# Problema de sensibilidad con microfono electret de luces audiritmicas.



## mariano22 (Jun 25, 2009)

hola!
queria comentarles este circuito y hacerles una pregunta a su vez...

http://www.pablin.com.ar/electron/circuito/audio/premic/index.htm

Para empezar es un *muy buen circuito! Funciona a la perfeccion! sin ruidos y su sonido es muy estable y nítido!*
La seguna es que mientras que lo probaba con una consola descubri una cosa....cuando arrecaba el dedo a 1 mm aprox el preamplficador me detectaba y ponia en sintonia 2 radios a la vez...
puede ser que ocurra esto en la conexión entre el mic y la plaqueta (que los puse separados)? ya que dichos cables q los unen (mic y plaqueta) no estan blindados correctamente?

saludos!
PD: les dejo adjuntada una foto para que se ubiquen mejor.


----------



## Pulsar71 (Jun 29, 2009)

pues coloca 2 ó 3 perlas de ferrita a la entrada del preamp. para que no entre RF


----------



## mariano22 (Jun 29, 2009)

ok...pero como es eso de las perlas de ferrita? nunca las vi...gracias por el aportee


----------



## nole (Oct 28, 2009)

y como puedo diseñar el previo en estereo que no mezcle el sonido de los micros?


----------



## arrivaellobo (Oct 28, 2009)

Nole, te refieres a un previo con dos entradas y una salida, o con dos salidas y una entrada?


----------



## nole (Oct 29, 2009)

me refiero a dos entradas y dos salidas una para cada canal, el problema esque hice uno con bc548 y  se mezclan los dos canales y suena raro.


----------



## Fogonazo (Oct 29, 2009)

nole dijo:


> me refiero a dos entradas y dos salidas una para cada canal, el problema esque hice uno con bc548 y  se mezclan los dos canales y suena raro.


Te armas *2* previos exactamente iguales con 1 micrófono cada uno.


----------



## nole (Oct 29, 2009)

eso hice , pero se mezclan el audio de los dos


----------



## Fogonazo (Oct 29, 2009)

nole dijo:


> eso hice , pero se mezclan el audio de los dos


¿ Donde se mezcla el audio ?
Se un poco mas explícito


----------



## nole (Oct 31, 2009)

explico con mas detalle: tengo construido un amplificador con el lm4863 que es estereo y funciana a 3,7v. estoy constuyendo un intercomunicador entre dos habitaciones que sea portatil pero con cable. he probado con diversos previos con bc548, pero cuando le meto a las dos entradas del ampli dos circuitos previo se mezcla la señal del previo L en las dos salidas del ampli, lo mismo que con el previo R. Supongo que es porque comparten mismo negativo. lo que me gustaria es hablar por el micro del previo L y que suene solo en el canal L y lo mismo con el R.todo lo quiero alimentar con unabateria de movil a 3,7v


----------



## Fogonazo (Oct 31, 2009)

nole dijo:


> explico con mas detalle: tengo construido un amplificador con el lm4863 que es estereo y funciana a 3,7v. estoy constuyendo un intercomunicador entre dos habitaciones que sea portatil pero con cable. he probado con diversos previos con bc548, pero cuando le meto a las dos entradas del ampli dos circuitos previo se mezcla la señal del previo L en las dos salidas del ampli, lo mismo que con el previo R. Supongo que es porque comparten mismo negativo.

• • • •

Tu objetivo: Reproduce del hilo del foro sobre el micrófono electret el fragmento que empieza en "Para empezar es" y termina en "a la vez...", sin cambiar una sola letra.

• • • •

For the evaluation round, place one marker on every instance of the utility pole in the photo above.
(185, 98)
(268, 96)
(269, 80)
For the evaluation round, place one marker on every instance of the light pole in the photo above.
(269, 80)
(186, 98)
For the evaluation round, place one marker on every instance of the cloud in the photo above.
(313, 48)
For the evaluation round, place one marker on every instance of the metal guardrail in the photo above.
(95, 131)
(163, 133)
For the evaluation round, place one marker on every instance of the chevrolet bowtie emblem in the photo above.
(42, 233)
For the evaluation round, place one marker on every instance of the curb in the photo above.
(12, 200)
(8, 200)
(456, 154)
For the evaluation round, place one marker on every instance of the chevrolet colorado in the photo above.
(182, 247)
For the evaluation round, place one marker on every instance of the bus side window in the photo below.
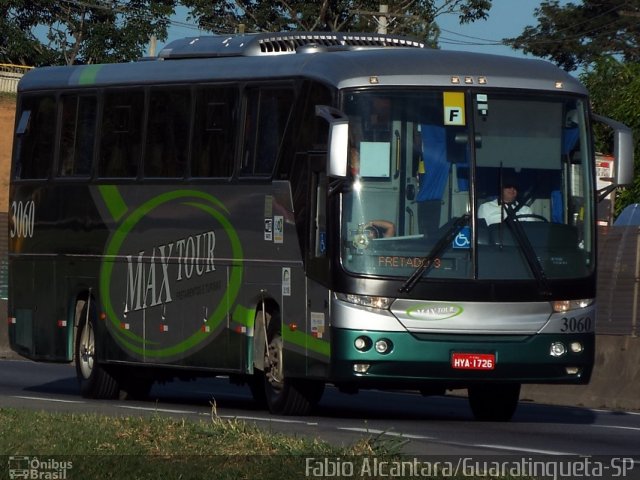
(77, 135)
(35, 145)
(121, 133)
(167, 140)
(268, 111)
(213, 135)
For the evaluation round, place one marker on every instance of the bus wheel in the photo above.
(285, 395)
(94, 381)
(494, 403)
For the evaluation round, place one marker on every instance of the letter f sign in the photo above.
(453, 116)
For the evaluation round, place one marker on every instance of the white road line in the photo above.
(44, 399)
(522, 449)
(155, 409)
(386, 432)
(619, 427)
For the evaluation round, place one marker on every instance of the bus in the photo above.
(295, 210)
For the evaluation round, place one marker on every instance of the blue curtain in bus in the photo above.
(436, 166)
(569, 139)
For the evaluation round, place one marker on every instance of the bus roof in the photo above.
(387, 62)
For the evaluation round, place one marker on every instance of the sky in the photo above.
(507, 18)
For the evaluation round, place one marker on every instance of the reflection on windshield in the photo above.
(414, 172)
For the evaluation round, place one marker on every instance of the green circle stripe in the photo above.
(129, 340)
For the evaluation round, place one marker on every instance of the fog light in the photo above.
(383, 346)
(557, 349)
(576, 347)
(361, 367)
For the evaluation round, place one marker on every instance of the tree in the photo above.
(76, 31)
(575, 35)
(413, 17)
(615, 93)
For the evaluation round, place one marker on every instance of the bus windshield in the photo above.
(469, 185)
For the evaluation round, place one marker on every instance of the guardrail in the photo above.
(10, 75)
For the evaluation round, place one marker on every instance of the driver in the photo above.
(492, 211)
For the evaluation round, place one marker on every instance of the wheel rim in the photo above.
(86, 351)
(273, 371)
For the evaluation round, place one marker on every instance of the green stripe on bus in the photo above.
(113, 200)
(89, 74)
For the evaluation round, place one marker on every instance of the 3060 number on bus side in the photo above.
(22, 219)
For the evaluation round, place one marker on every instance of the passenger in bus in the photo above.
(380, 229)
(492, 211)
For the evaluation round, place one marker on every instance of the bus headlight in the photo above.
(382, 303)
(561, 306)
(362, 343)
(576, 347)
(383, 346)
(557, 349)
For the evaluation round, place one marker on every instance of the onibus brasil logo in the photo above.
(161, 285)
(38, 468)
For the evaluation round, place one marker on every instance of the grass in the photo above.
(102, 447)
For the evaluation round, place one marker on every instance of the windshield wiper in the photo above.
(529, 253)
(438, 248)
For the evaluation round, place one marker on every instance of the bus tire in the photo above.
(286, 396)
(94, 380)
(494, 403)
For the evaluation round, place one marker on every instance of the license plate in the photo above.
(473, 361)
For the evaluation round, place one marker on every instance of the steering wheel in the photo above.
(531, 215)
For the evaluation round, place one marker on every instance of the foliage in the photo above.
(50, 32)
(615, 93)
(412, 17)
(96, 446)
(574, 35)
(76, 31)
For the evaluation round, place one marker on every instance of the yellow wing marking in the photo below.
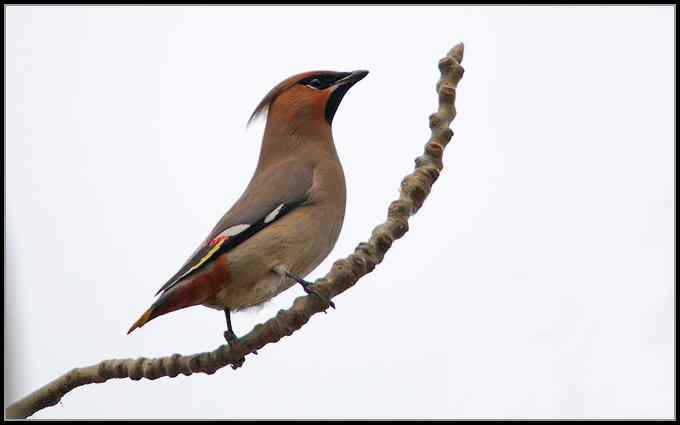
(205, 258)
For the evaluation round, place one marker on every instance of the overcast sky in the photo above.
(537, 281)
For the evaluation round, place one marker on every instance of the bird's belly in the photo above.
(300, 241)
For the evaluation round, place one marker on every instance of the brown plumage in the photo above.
(289, 216)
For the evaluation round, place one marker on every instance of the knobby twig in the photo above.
(343, 275)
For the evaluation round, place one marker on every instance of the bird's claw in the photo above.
(321, 297)
(232, 340)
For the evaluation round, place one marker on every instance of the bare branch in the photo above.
(343, 275)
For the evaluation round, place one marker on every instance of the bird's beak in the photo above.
(353, 78)
(338, 91)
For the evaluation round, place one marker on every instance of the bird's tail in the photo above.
(142, 320)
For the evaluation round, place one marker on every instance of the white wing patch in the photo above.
(272, 215)
(234, 230)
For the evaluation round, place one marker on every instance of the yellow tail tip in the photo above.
(141, 321)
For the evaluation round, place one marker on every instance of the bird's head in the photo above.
(312, 96)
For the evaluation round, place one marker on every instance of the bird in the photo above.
(288, 218)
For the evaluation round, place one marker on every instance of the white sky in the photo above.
(536, 282)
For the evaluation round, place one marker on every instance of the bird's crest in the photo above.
(284, 85)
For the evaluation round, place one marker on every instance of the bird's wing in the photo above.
(270, 195)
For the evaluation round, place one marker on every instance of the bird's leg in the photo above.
(232, 339)
(229, 334)
(306, 285)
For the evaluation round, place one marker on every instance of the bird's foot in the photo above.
(232, 340)
(307, 287)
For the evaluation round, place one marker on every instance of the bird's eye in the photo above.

• • • •

Respuesta:
Para empezar es un *muy buen circuito! Funciona a la perfeccion! sin ruidos y su sonido es muy estable y nítido!*
La seguna es que mientras que lo probaba con una consola descubri una cosa....cuando arrecaba el dedo a 1 mm aprox el preamplficador me detectaba y ponia en sintonia 2 radios a la vez...